UQM Technologies has been awarded a $1.08 million contract supplement to an existing U.S. Air Force contract to convert a conventional one-half ton pickup truck to all-electric operation.

The contract supplement expands the scope of work to add the development of an electronic motor/generator controller that utilizes high operating temperature silicon carbide power switching modules.

UQM is developing the controller for the USAF Advanced Power Technology Office of the 542nd Combat Sustainment Wing at Robins Air Force Base in cooperation with the U.S. Army National Automotive Center and Mississippi State University.

The Air Force expects to field-test the controller in at least one of the Air Force’s hybrid electric vans, buses and/or in the all-electric pickup truck powered by lithium-ion batteries currently being built by the Company.

The contract supplement increases the total contract value to $1.83 million and extends the expected completion date to March 31, 2007. Initial delivery and testing of the all-electric pickup truck will not be impacted by the contract supplement and is scheduled for March 2006.

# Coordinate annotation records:

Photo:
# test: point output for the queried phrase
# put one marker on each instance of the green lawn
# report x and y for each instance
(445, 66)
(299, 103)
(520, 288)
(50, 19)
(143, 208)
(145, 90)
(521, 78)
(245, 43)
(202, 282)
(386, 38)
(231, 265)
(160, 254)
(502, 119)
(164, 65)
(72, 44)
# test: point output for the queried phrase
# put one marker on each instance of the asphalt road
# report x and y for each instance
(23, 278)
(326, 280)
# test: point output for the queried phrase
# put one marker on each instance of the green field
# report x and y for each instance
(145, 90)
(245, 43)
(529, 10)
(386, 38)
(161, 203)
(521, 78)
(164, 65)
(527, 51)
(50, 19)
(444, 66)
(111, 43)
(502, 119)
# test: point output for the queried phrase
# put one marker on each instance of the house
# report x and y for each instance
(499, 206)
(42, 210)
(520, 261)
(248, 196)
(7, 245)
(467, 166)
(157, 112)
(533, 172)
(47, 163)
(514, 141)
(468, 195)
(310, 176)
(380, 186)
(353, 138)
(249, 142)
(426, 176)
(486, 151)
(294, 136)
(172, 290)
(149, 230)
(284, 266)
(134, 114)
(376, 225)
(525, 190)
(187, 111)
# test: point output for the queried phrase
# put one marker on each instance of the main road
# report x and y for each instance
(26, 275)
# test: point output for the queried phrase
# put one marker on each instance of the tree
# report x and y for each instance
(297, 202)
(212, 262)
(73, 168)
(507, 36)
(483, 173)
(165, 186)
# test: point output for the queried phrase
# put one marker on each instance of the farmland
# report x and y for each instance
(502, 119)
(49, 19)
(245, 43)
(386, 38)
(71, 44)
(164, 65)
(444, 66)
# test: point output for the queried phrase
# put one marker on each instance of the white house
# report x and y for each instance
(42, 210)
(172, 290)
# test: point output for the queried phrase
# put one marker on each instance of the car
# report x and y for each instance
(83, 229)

# WHAT IS ASKED:
1/ Report every line of the records that contains the string "marker", treating uppercase and lowercase as different.
2/ Continue the UQM contract article from the point where it ends.
The UQM contract article and the records are unrelated to each other.

# EXPECTED ANSWERS:
1/
# put one marker on each instance of the green lawn
# put one marker on each instance of the asphalt road
# put one marker on each instance of the green field
# put one marker on each instance of the house
# put one marker on each instance of the main road
# put one marker on each instance of the tree
# put one marker on each instance of the farmland
# put one marker on each instance of the white house
# put one marker on each instance of the car

2/
This program is focused on the development and application of high power silicon carbide modules that are currently not available. Silicon carbide power modules offer the advantage of substantially higher operating temperatures when compared to traditional silicon modules, and motor/generator controllers that use silicon carbide are able to operate in harsher environments which opens up new platform opportunities and simplifies vehicle architectures. This technology is of significant interest to both military and commercial hybrid electric vehicle customers, and we are excited that the Air Force has selected UQM to lead this effort.

—Jon Lutz, UQM Technologies’ Director of Engineering


John Baldwin

In a war situation, where does the electricity come from? Seems a fairly fatal flaw!!


Hybrid electric vehicles are interesting to the military for a reason. For example it's very good if your tank or whatever can have a silent electric drive in combat situations while using the ordinary diesel when just driving around.

Why they do all electric I have no idea. Probably just playing around with their research funds.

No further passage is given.